### Do this
Return all of the lines below exactly as they are.

+ + + + + + +

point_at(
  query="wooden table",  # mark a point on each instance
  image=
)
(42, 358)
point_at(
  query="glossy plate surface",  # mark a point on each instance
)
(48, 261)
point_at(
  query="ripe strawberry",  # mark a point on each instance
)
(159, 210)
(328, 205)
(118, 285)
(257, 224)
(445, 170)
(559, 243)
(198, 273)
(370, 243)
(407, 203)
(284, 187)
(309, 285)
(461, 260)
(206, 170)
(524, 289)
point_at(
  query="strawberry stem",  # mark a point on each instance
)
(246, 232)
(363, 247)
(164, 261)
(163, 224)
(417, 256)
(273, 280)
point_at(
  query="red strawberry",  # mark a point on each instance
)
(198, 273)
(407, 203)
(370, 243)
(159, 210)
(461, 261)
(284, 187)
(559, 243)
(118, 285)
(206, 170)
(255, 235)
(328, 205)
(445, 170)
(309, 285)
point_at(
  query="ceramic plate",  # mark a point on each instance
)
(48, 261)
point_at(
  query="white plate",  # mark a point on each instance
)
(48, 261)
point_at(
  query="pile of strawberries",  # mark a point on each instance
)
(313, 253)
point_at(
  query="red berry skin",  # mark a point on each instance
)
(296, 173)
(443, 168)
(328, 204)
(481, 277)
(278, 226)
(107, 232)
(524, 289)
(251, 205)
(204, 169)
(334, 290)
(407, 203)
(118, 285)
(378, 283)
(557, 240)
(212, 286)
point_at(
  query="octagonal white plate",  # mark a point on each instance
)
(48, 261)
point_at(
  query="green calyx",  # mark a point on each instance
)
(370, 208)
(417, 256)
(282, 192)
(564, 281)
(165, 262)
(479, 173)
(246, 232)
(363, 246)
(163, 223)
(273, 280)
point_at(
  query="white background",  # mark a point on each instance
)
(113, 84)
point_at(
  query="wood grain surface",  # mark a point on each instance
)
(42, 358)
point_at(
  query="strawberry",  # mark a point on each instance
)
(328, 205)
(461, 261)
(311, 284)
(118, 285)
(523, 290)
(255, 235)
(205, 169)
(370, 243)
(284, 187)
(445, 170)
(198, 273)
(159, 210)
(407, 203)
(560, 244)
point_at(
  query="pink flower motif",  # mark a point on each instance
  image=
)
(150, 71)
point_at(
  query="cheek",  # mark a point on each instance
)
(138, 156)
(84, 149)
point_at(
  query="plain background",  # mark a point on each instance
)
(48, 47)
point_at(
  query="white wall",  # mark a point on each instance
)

+ + + + + + +

### Complete answer
point_at(
  query="wooden table",  # mark a point on each instance
  image=
)
(42, 358)
point_at(
  query="glossy plate surface",  # mark a point on each instance
)
(48, 261)
point_at(
  query="ripe strawberry",  # mark a point on each instance
)
(159, 210)
(328, 205)
(118, 285)
(257, 224)
(445, 170)
(559, 243)
(198, 273)
(370, 243)
(407, 203)
(284, 187)
(309, 285)
(461, 260)
(206, 170)
(524, 289)
point_at(
  query="strawberry stem",  # mark a point on each instance
)
(246, 232)
(363, 247)
(164, 261)
(163, 224)
(417, 256)
(273, 280)
point_at(
  query="red strawberry",  # mark a point on each instance
)
(198, 273)
(407, 203)
(370, 243)
(159, 210)
(461, 261)
(284, 187)
(559, 243)
(118, 285)
(206, 170)
(255, 235)
(328, 205)
(445, 170)
(309, 285)
point_at(
  query="ceramic plate",  # mark a point on each instance
)
(48, 261)
point_at(
  query="white plate",  # mark a point on each instance
)
(48, 261)
point_at(
  query="pile of strawberries",  # mark a point on each instance
)
(313, 253)
point_at(
  query="red berry skin",  # mark a point on each instance
)
(296, 173)
(443, 168)
(328, 204)
(481, 277)
(278, 226)
(107, 232)
(524, 289)
(251, 205)
(204, 169)
(334, 290)
(407, 203)
(118, 285)
(378, 283)
(557, 240)
(212, 286)
point_at(
  query="octagonal white plate",  # mark a point on each instance
)
(48, 261)
point_at(
  query="green calyx",  # mark a point on each instance
)
(370, 208)
(417, 256)
(282, 192)
(564, 281)
(165, 262)
(479, 173)
(246, 232)
(363, 246)
(163, 223)
(273, 280)
point_at(
  query="white background",  # mark a point on each instance
)
(113, 84)
point_at(
  query="wood grain surface",  # mark a point on each instance
)
(42, 358)
point_at(
  query="strawberry",  # mark a point on each instance
)
(328, 205)
(461, 261)
(311, 284)
(118, 285)
(523, 290)
(255, 235)
(205, 169)
(370, 243)
(284, 187)
(445, 170)
(198, 273)
(159, 210)
(407, 203)
(560, 244)
point_at(
  query="pink flower motif",  # mark a point on each instance
  image=
)
(150, 71)
point_at(
  query="cheek",  # mark a point on each instance
)
(138, 156)
(84, 149)
point_at(
  query="plain background",  # mark a point on each instance
)
(48, 47)
point_at(
  query="white wall",  # mark a point on each instance
)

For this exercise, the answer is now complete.